▶ _Problem description_
In the stretch from the start of the entries through the line containing "pixel 482 362", change every "photo" to "image" and reproduce those lines with nothing else altered. Leave the pictures out of your answer.

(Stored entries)
>>

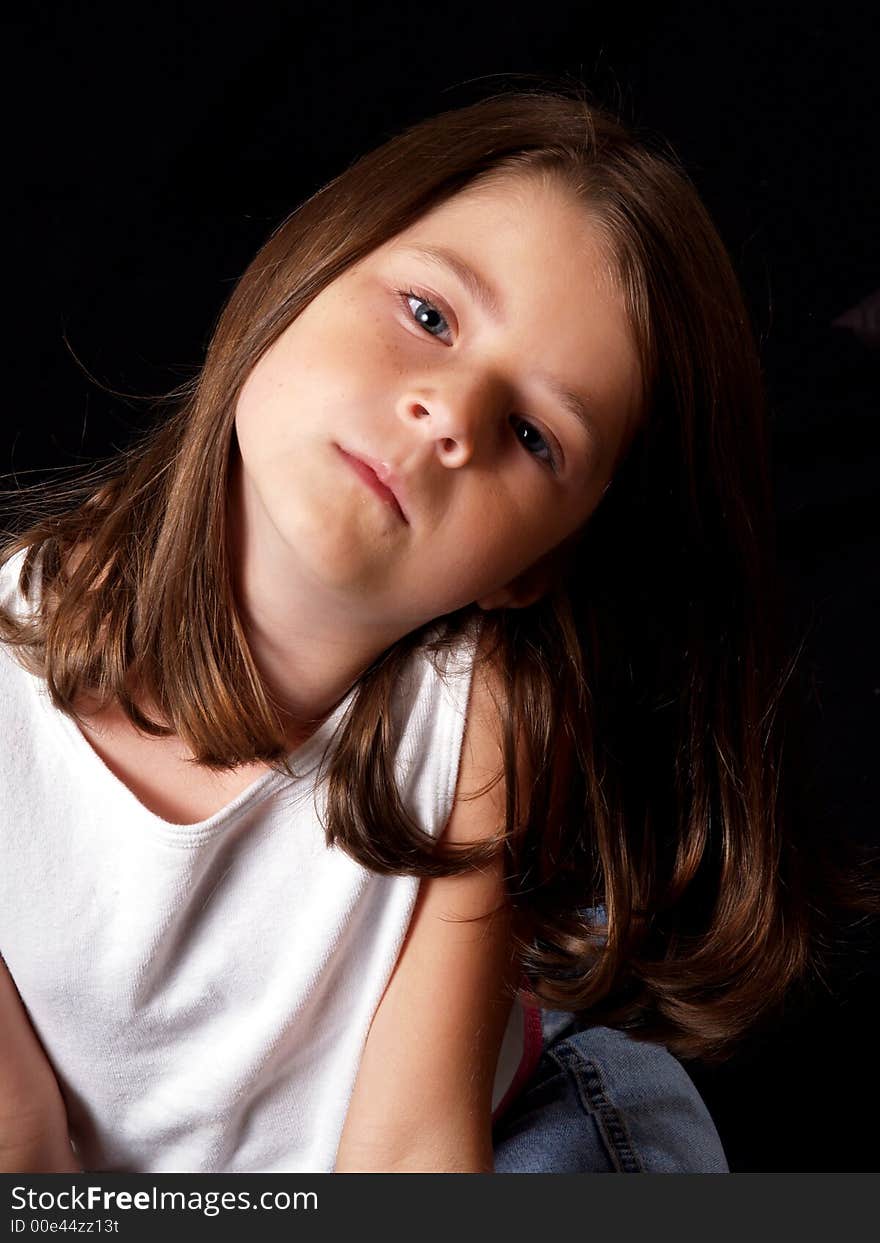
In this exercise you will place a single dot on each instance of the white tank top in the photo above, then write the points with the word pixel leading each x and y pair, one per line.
pixel 204 991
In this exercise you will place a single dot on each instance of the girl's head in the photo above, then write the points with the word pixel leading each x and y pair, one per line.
pixel 619 321
pixel 482 362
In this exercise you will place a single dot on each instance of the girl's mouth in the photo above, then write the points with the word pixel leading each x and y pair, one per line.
pixel 372 480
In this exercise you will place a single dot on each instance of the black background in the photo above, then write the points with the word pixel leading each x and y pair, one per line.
pixel 151 151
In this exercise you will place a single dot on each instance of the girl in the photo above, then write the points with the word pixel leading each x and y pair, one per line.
pixel 417 674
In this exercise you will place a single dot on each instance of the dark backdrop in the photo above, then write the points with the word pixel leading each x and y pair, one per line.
pixel 151 151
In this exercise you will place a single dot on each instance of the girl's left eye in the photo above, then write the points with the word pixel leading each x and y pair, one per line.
pixel 532 441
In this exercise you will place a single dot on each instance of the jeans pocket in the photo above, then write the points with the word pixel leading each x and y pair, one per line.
pixel 595 1101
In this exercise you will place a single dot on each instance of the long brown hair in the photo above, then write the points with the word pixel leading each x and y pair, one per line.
pixel 654 878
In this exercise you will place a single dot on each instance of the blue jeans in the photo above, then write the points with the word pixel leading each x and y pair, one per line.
pixel 602 1103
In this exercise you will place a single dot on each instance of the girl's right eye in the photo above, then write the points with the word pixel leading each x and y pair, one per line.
pixel 428 312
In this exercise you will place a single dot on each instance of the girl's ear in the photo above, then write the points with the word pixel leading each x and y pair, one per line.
pixel 532 583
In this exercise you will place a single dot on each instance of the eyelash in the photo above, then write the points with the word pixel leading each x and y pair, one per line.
pixel 405 295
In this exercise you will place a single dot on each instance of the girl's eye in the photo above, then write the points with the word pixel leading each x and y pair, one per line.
pixel 532 441
pixel 430 317
pixel 426 315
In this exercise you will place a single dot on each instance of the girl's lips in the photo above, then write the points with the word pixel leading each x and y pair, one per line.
pixel 368 474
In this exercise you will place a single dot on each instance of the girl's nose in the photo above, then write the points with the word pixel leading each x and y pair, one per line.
pixel 450 425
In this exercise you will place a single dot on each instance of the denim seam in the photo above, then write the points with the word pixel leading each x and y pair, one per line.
pixel 594 1100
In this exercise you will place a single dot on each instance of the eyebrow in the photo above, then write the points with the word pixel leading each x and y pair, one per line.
pixel 486 296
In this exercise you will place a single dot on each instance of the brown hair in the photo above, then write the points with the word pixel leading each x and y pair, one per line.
pixel 655 880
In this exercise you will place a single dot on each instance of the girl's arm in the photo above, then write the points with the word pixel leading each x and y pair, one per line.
pixel 32 1116
pixel 423 1098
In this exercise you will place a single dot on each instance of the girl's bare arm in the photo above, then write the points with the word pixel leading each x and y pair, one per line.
pixel 32 1116
pixel 423 1098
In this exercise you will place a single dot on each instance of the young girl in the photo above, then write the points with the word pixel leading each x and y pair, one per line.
pixel 415 675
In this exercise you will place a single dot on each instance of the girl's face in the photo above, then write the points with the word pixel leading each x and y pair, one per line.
pixel 445 413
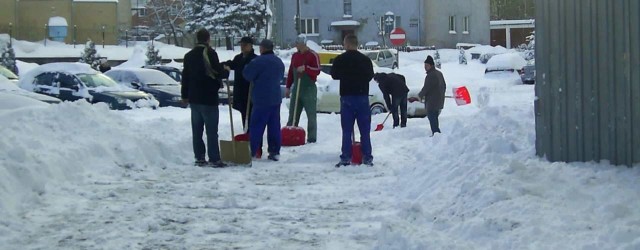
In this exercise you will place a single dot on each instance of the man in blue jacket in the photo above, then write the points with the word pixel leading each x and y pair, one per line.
pixel 266 72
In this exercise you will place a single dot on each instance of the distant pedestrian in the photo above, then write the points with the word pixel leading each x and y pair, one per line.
pixel 433 93
pixel 394 90
pixel 305 66
pixel 266 73
pixel 355 71
pixel 201 80
pixel 240 84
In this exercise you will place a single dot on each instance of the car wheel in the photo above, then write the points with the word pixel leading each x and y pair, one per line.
pixel 377 108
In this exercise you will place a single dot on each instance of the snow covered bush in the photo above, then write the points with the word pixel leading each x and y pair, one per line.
pixel 8 59
pixel 462 59
pixel 153 57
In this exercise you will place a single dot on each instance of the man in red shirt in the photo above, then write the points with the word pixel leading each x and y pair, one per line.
pixel 305 65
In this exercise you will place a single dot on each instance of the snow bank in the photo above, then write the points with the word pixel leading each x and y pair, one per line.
pixel 68 143
pixel 136 60
pixel 506 61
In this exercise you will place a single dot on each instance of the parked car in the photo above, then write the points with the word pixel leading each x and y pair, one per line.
pixel 164 88
pixel 382 58
pixel 8 87
pixel 8 74
pixel 506 67
pixel 76 81
pixel 528 74
pixel 329 95
pixel 174 73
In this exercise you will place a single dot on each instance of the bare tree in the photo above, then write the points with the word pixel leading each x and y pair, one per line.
pixel 166 17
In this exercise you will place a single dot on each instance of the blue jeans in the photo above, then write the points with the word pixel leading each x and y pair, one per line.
pixel 352 109
pixel 205 116
pixel 401 102
pixel 433 120
pixel 268 117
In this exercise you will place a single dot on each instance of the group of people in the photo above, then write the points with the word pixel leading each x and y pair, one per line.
pixel 257 95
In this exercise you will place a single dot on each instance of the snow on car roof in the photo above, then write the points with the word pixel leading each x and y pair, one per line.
pixel 69 68
pixel 147 75
pixel 506 62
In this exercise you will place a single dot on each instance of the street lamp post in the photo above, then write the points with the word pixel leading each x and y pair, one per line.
pixel 75 31
pixel 10 34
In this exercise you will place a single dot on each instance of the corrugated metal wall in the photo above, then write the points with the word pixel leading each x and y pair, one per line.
pixel 588 80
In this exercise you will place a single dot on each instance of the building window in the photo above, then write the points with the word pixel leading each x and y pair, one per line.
pixel 465 22
pixel 452 24
pixel 347 7
pixel 309 26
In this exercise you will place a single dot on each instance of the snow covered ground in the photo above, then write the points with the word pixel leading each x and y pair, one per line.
pixel 80 176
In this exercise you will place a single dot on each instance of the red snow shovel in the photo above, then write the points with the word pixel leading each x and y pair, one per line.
pixel 461 95
pixel 294 135
pixel 245 136
pixel 381 125
pixel 356 150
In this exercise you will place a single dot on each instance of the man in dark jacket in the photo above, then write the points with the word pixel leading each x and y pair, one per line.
pixel 433 93
pixel 394 90
pixel 240 84
pixel 201 80
pixel 266 73
pixel 355 71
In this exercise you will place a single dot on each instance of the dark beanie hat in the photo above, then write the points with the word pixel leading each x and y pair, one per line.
pixel 429 60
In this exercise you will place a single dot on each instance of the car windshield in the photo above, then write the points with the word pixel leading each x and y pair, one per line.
pixel 96 80
pixel 8 74
pixel 372 55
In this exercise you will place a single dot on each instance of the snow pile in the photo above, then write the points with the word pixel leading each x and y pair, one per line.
pixel 508 61
pixel 479 186
pixel 68 143
pixel 136 60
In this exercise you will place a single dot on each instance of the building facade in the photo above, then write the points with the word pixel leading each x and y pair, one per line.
pixel 442 23
pixel 35 20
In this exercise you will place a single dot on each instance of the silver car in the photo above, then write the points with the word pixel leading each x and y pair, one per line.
pixel 382 58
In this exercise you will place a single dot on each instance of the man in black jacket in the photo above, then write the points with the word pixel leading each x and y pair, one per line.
pixel 201 80
pixel 240 84
pixel 433 93
pixel 394 90
pixel 355 71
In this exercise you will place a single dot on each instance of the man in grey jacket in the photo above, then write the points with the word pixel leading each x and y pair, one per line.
pixel 433 93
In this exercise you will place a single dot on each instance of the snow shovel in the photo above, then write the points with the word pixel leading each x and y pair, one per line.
pixel 461 95
pixel 294 135
pixel 356 150
pixel 236 152
pixel 381 125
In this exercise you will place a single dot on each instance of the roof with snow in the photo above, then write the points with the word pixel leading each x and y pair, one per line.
pixel 57 21
pixel 97 1
pixel 345 23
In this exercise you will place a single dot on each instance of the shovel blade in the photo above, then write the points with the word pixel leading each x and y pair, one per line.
pixel 380 127
pixel 236 152
pixel 461 95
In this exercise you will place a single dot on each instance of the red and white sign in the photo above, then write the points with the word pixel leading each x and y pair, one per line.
pixel 398 36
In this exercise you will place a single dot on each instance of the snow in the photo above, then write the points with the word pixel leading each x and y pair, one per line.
pixel 81 176
pixel 57 21
pixel 345 23
pixel 506 61
pixel 147 76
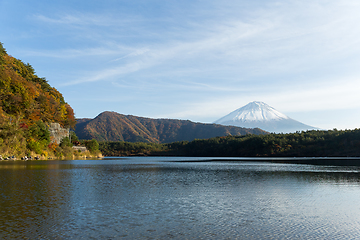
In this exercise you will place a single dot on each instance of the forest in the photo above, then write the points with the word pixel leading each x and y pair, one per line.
pixel 332 143
pixel 28 104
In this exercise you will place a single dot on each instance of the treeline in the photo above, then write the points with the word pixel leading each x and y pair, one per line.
pixel 299 144
pixel 28 104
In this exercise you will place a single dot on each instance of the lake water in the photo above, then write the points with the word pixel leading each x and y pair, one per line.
pixel 164 198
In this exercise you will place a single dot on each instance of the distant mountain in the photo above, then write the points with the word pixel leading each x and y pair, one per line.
pixel 260 115
pixel 112 126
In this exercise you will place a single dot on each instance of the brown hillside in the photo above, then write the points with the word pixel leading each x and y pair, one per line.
pixel 112 126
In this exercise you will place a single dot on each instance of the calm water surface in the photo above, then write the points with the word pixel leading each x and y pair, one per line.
pixel 161 198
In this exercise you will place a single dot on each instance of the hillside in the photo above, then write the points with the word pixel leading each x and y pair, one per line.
pixel 112 126
pixel 28 105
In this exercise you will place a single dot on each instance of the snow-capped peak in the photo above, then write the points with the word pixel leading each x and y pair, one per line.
pixel 254 111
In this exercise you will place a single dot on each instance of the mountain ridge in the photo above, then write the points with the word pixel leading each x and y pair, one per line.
pixel 113 126
pixel 260 115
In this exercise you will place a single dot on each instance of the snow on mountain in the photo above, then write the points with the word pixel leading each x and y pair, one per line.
pixel 260 115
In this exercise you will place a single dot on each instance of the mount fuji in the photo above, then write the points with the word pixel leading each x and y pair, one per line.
pixel 260 115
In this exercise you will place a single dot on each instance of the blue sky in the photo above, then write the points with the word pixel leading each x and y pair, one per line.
pixel 196 60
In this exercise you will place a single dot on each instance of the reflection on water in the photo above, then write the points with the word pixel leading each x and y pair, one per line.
pixel 159 198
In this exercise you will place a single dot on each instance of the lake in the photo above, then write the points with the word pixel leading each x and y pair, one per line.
pixel 177 198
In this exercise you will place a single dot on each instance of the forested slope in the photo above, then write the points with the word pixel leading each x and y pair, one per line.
pixel 27 105
pixel 112 126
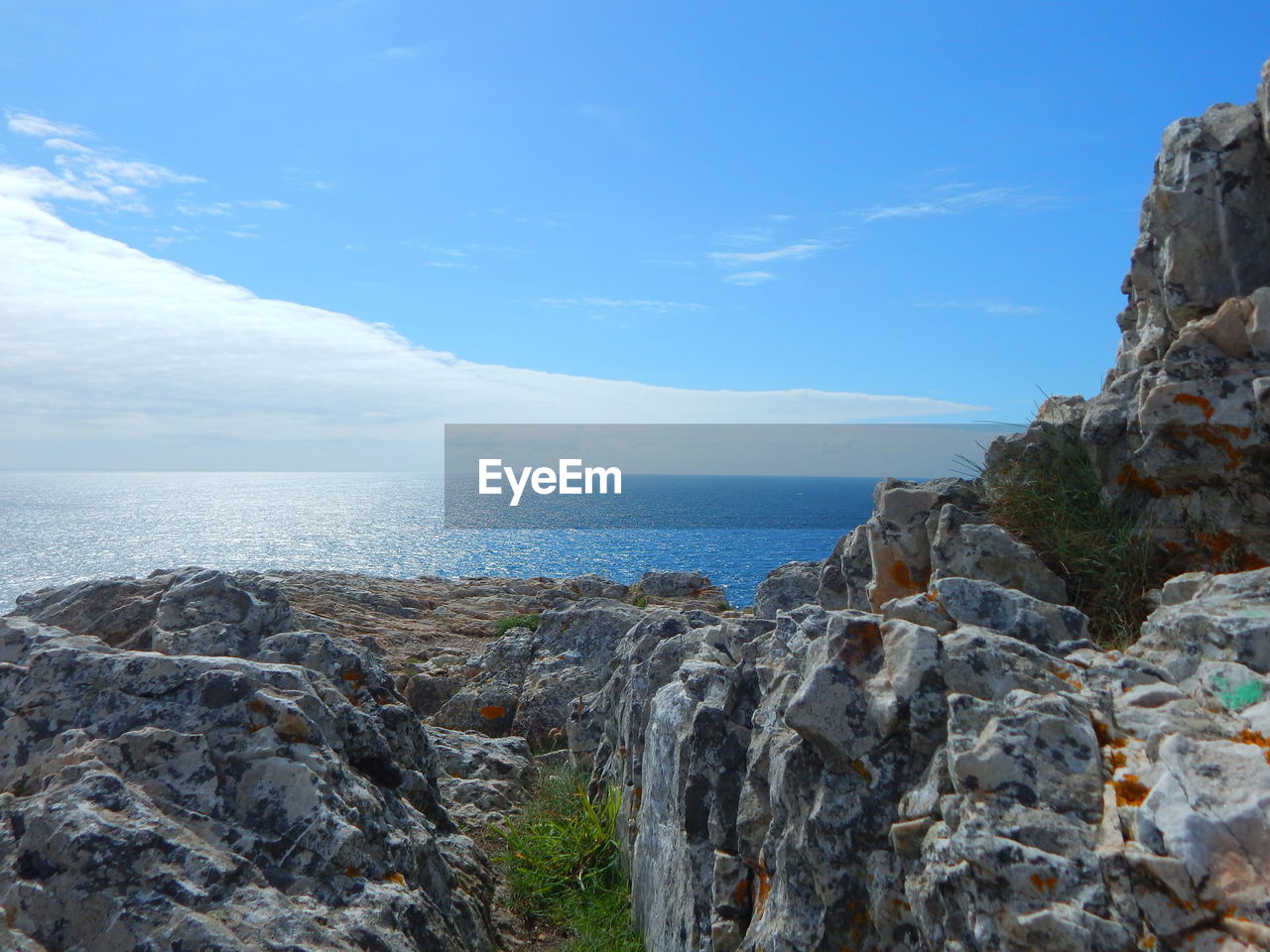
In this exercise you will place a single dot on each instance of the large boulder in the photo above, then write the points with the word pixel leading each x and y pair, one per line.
pixel 788 587
pixel 837 779
pixel 282 800
pixel 1183 422
pixel 527 682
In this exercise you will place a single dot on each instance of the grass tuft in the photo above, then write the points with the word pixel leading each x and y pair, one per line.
pixel 517 621
pixel 1051 497
pixel 564 864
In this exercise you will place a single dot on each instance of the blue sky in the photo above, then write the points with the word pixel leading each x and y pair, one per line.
pixel 930 199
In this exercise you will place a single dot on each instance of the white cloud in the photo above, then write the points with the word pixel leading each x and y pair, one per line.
pixel 743 258
pixel 960 203
pixel 86 175
pixel 222 208
pixel 988 304
pixel 636 303
pixel 399 53
pixel 749 278
pixel 113 357
pixel 28 125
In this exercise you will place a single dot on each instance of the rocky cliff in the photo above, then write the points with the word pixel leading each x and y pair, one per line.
pixel 913 744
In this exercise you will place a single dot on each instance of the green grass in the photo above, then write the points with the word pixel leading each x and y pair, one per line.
pixel 1051 497
pixel 517 621
pixel 564 864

<<

▶ _Answer below_
In this exercise you will place a single dot on each instance of the white tank top in the image above, then write the points with the word pixel leading each x and y pair, one per line.
pixel 204 991
In this exercise you will place a single dot on each instance of the girl's head in the image above, then write the points with the word pixel leading each x and y pair, one per line.
pixel 619 321
pixel 482 362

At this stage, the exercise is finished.